> _YOUR TASK_:
Put the lines of the material below into a numbered list, from the line holding "island shown in the photo above." through the end of the material, both included. Leave out blank lines.

> _TASK MATERIAL_:
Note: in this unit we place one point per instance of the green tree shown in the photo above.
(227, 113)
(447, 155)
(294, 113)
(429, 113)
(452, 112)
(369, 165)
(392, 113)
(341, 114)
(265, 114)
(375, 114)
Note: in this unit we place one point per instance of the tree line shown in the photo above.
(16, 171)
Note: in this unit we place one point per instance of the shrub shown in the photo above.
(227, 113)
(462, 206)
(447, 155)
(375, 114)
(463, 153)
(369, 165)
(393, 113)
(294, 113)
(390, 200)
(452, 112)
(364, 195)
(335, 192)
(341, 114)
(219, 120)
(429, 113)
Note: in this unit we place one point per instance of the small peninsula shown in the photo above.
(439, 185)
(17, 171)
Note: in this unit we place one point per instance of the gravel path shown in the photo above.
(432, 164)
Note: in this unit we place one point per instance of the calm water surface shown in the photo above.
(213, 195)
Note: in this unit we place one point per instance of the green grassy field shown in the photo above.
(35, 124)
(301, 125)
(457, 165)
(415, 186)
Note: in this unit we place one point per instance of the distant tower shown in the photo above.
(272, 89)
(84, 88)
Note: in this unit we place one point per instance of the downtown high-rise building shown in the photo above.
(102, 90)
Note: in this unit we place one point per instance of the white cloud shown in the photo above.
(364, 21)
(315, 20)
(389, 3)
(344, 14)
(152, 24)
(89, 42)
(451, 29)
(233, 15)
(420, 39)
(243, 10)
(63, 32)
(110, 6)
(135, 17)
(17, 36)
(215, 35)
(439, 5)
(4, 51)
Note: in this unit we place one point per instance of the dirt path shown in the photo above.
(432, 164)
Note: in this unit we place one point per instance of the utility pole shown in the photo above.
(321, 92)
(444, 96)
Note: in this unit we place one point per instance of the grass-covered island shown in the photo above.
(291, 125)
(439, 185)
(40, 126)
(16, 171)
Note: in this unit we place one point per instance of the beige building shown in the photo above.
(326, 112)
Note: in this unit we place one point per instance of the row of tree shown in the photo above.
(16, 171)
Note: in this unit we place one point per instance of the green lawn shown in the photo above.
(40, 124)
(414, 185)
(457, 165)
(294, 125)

> _ANSWER IN FULL_:
1. Note: in this unit we place one point per instance of the grass-covered island shown in the photo above.
2. (291, 125)
3. (439, 185)
4. (40, 126)
5. (16, 171)
6. Note: in this unit we place one point per instance of the beige building shown in the photo above.
7. (326, 112)
8. Note: in this unit we place one point per instance of the row of tree shown in the photo above.
9. (16, 171)
10. Note: in this unit we place one point per instance of the green lawn shown in the photo above.
11. (40, 124)
12. (414, 185)
13. (457, 165)
14. (294, 125)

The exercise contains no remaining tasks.